Data supplied below:
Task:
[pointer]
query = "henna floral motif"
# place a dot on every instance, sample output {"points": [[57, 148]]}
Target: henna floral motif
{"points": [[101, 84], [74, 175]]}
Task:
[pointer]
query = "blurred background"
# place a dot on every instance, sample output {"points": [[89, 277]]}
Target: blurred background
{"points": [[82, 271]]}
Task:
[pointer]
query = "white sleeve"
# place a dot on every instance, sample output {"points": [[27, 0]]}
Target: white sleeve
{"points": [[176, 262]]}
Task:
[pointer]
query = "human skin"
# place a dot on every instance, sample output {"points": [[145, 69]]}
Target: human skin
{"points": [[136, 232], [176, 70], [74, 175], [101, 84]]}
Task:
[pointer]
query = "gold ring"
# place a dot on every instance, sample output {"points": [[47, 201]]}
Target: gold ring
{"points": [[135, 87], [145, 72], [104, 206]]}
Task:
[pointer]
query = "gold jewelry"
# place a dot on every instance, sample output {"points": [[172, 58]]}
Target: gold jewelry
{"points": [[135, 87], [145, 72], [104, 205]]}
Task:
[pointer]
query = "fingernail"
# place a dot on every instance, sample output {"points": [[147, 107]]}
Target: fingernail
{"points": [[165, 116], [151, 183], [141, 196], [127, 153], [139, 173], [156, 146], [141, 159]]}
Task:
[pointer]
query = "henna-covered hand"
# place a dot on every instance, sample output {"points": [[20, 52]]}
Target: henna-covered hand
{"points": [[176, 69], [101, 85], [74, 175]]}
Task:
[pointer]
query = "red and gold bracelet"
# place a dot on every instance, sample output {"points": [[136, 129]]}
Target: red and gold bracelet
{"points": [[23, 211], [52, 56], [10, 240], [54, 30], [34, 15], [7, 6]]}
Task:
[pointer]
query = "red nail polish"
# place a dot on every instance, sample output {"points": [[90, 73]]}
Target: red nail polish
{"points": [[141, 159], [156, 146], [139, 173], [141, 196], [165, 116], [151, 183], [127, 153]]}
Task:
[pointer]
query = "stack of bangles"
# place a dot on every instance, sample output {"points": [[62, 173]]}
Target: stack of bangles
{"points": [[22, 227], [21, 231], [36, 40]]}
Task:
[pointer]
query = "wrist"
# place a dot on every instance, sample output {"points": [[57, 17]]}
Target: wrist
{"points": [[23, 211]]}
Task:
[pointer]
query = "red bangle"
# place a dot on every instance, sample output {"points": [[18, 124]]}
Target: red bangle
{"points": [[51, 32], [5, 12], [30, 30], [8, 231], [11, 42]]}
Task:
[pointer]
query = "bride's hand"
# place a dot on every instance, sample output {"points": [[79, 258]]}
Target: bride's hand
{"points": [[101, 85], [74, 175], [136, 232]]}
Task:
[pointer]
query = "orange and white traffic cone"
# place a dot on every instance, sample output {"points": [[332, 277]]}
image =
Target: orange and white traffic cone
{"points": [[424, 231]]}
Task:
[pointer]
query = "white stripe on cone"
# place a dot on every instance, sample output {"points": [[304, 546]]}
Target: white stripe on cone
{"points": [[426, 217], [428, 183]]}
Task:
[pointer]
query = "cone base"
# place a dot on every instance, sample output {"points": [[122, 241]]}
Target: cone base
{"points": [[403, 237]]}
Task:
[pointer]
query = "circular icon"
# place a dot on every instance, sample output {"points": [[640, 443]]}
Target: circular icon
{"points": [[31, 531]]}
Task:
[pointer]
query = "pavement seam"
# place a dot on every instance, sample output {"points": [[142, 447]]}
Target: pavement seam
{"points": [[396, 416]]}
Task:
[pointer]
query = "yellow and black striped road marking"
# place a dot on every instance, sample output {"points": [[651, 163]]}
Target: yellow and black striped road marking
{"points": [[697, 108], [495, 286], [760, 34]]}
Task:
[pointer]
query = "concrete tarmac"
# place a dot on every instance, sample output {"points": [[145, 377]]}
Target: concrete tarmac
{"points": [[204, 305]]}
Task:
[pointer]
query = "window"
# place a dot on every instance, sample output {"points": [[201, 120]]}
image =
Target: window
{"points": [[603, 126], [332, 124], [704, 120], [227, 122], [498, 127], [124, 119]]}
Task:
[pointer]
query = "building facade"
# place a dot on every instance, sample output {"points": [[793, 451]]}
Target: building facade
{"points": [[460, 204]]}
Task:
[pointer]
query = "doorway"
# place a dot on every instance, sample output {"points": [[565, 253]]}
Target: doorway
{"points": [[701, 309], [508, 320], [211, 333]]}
End of Data supplied.
Problem to solve » Take each record above and return it verbatim.

Problem solution »
Task:
[pointer]
query = "henna floral motif"
# place a dot on every instance, sample output {"points": [[57, 148]]}
Target: henna floral motif
{"points": [[101, 84], [74, 175]]}
Task:
[pointer]
query = "blurred background"
# place a dot on every instance, sample output {"points": [[89, 277]]}
Target: blurred background
{"points": [[82, 271]]}
Task:
[pointer]
query = "white sleeve"
# place a dot on every instance, sample output {"points": [[27, 0]]}
Target: white sleeve
{"points": [[176, 262]]}
Task:
[pointer]
query = "human skin"
# place a dot on every instance, sample output {"points": [[145, 69]]}
Target: human skin
{"points": [[136, 232], [176, 70], [74, 175], [101, 84]]}
Task:
[pointer]
query = "gold ring"
# place a dot on every instance, sample output {"points": [[47, 201]]}
Target: gold ring
{"points": [[135, 87], [145, 72], [104, 206]]}
Task:
[pointer]
query = "gold jewelry"
# place a dot on every instance, sample output {"points": [[172, 58]]}
Target: gold jewelry
{"points": [[135, 87], [145, 72], [104, 205]]}
Task:
[pointer]
query = "fingernail"
# place a dot on every instance, sample output {"points": [[147, 107]]}
Target: fingernail
{"points": [[165, 116], [151, 183], [141, 196], [127, 153], [139, 173], [156, 146], [141, 159]]}
Task:
[pointer]
query = "henna-covered hand"
# place a dot on every instance, sample output {"points": [[20, 52]]}
Target: henna-covered hand
{"points": [[176, 69], [101, 85], [74, 175]]}
Task:
[pointer]
query = "red and gold bracelet"
# place a dot on every instance, sample output {"points": [[136, 129]]}
Target: red and gold bracelet
{"points": [[23, 211], [52, 56], [10, 240], [54, 30], [34, 15], [7, 6]]}
Task:
[pointer]
query = "red nail polish"
# place a dot on every instance, sample output {"points": [[90, 73]]}
Target: red nail polish
{"points": [[141, 159], [156, 146], [139, 173], [141, 196], [165, 116], [151, 183], [127, 153]]}
Task:
[pointer]
query = "stack of bangles"
# place a dot on every instance, sample output {"points": [[62, 173]]}
Target: stack of bangles
{"points": [[22, 227], [21, 231], [36, 40]]}
Task:
[pointer]
query = "wrist"
# place a dot on every instance, sample output {"points": [[57, 17]]}
Target: wrist
{"points": [[23, 211]]}
Task:
[pointer]
query = "red bangle"
# place a dot on every instance, sample output {"points": [[18, 124]]}
Target: red bangle
{"points": [[51, 32], [5, 12], [30, 30], [8, 231], [11, 42]]}
Task:
[pointer]
query = "bride's hand"
# place a dot on every instance, sample output {"points": [[79, 258]]}
Target: bride's hand
{"points": [[101, 85], [74, 175], [136, 232]]}
Task:
[pointer]
query = "orange and white traffic cone"
# place a dot on every instance, sample output {"points": [[332, 277]]}
image =
Target: orange and white traffic cone
{"points": [[424, 231]]}
Task:
[pointer]
query = "white stripe on cone"
# place a dot on every instance, sample output {"points": [[304, 546]]}
Target: white stripe on cone
{"points": [[426, 217], [428, 183]]}
Task:
[pointer]
query = "cone base"
# place a dot on every instance, sample output {"points": [[122, 241]]}
Target: cone base
{"points": [[403, 237]]}
Task:
[pointer]
query = "circular icon"
# place a dot on every instance, sample output {"points": [[640, 443]]}
Target: circular icon
{"points": [[31, 531]]}
Task:
[pointer]
query = "pavement seam"
# place a dot on every instance, sample output {"points": [[142, 447]]}
Target: pavement seam
{"points": [[396, 416]]}
Task:
[pointer]
query = "yellow and black striped road marking"
# place a dot on every instance, sample output {"points": [[651, 163]]}
Target: yellow and black striped road marking
{"points": [[697, 108], [495, 286], [760, 34]]}
Task:
[pointer]
query = "concrete tarmac"
# place a dot on every instance, sample output {"points": [[145, 377]]}
Target: concrete tarmac
{"points": [[204, 305]]}
Task:
[pointer]
query = "window"
# place a dot on every instance, sample output {"points": [[201, 120]]}
image =
Target: window
{"points": [[603, 126], [332, 124], [704, 120], [227, 122], [498, 127], [124, 119]]}
Task:
[pointer]
query = "building facade"
# place a dot on every instance, sample output {"points": [[793, 451]]}
Target: building facade
{"points": [[460, 204]]}
Task:
[pointer]
query = "doorway"
# place a dot on every instance, sample output {"points": [[565, 253]]}
Target: doorway
{"points": [[701, 309], [508, 320], [211, 333]]}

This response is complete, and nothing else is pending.